**Records for this task:**
○ ○ ○ ○

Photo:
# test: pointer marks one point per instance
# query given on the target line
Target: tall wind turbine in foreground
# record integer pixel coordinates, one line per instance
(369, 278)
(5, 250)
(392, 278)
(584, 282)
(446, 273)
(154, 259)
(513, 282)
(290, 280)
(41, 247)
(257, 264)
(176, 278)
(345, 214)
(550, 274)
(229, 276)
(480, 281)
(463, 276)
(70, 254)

○ ○ ○ ○

**Given task:**
Reproduce every line of the material above word for word, without any change.

**Answer for this exercise:**
Photo:
# test: pointer marks one point per instance
# query given on the target line
Target: tall wind turbine in foreground
# record integer pixel coordinates, one line per instance
(369, 278)
(5, 250)
(392, 278)
(584, 282)
(446, 273)
(154, 259)
(513, 282)
(290, 280)
(41, 247)
(257, 264)
(176, 278)
(345, 214)
(550, 274)
(229, 276)
(480, 281)
(463, 276)
(70, 254)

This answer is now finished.